--- Цитируемый текст ---
+ + +
Кстати, Вальдемар Вебер подметил, что стихи Готфрида Бенна, особенно поздние, настолько разноплановы, что возможны несколько равно верных вариантов перевода, но каждый из них будет абсолютно отличаться от другого и даже даст начало абсолютно разным философемам. Отличный пример тому — заключительная строка стихотворения "Только две вещи", которую Ольга Татаринова перевела как "Только Ничто существует / и запечатленное "я", а ее коллеги — как "Пустота и обреченное Я" (И. Болычев), "Пустота и тобой обретенное Я" (А. Гугнин). Как видим, это разночтение вполне годится для темы философского диспута. Читатели могут найти для сравнения и другие переводы стихов Бенна. Думается, что сам интерес к его переводам не иссяк. И, возможно, не раз еще в русскую современную литературу вольются потоки страдающего сознания "запечатленного "я" Готфрида Бенна.

Елена САФРОНОВА



Всеволод Некрасов, "Детский случай", 1958—2008.
М., издательство "Три квадрата", 2008

Всеволод Некрасов — классик авангардной (конкретной) поэзии, который уже давно стал неоспоримой фигурой.
+ + +
--- Исходные записи ---
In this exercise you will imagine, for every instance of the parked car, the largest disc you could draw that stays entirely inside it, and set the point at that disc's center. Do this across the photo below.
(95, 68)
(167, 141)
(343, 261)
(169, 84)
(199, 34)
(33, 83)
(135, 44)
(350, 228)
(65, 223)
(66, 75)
+ + +
--- Задания ---
(A) Можете привести заново весь цитируемый текст, слово в слово?
(B) Перепишите все записи дословно, не пропуская ни одной строки.

--- Ответы по заданиям ---
(A)
Кстати, Вальдемар Вебер подметил, что стихи Готфрида Бенна, особенно поздние, настолько разноплановы, что возможны несколько равно верных вариантов перевода, но каждый из них будет абсолютно отличаться от другого и даже даст начало абсолютно разным философемам. Отличный пример тому — заключительная строка стихотворения "Только две вещи", которую Ольга Татаринова перевела как "Только Ничто существует / и запечатленное "я", а ее коллеги — как "Пустота и обреченное Я" (И. Болычев), "Пустота и тобой обретенное Я" (А. Гугнин). Как видим, это разночтение вполне годится для темы философского диспута. Читатели могут найти для сравнения и другие переводы стихов Бенна. Думается, что сам интерес к его переводам не иссяк. И, возможно, не раз еще в русскую современную литературу вольются потоки страдающего сознания "запечатленного "я" Готфрида Бенна.

Елена САФРОНОВА



Всеволод Некрасов, "Детский случай", 1958—2008.
М., издательство "Три квадрата", 2008

Всеволод Некрасов — классик авангардной (конкретной) поэзии, который уже давно стал неоспоримой фигурой.

(B)
In this exercise you will imagine, for every instance of the parked car, the largest disc you could draw that stays entirely inside it, and set the point at that disc's center. Do this across the photo below.
(95, 68)
(167, 141)
(343, 261)
(169, 84)
(199, 34)
(33, 83)
(135, 44)
(350, 228)
(65, 223)
(66, 75)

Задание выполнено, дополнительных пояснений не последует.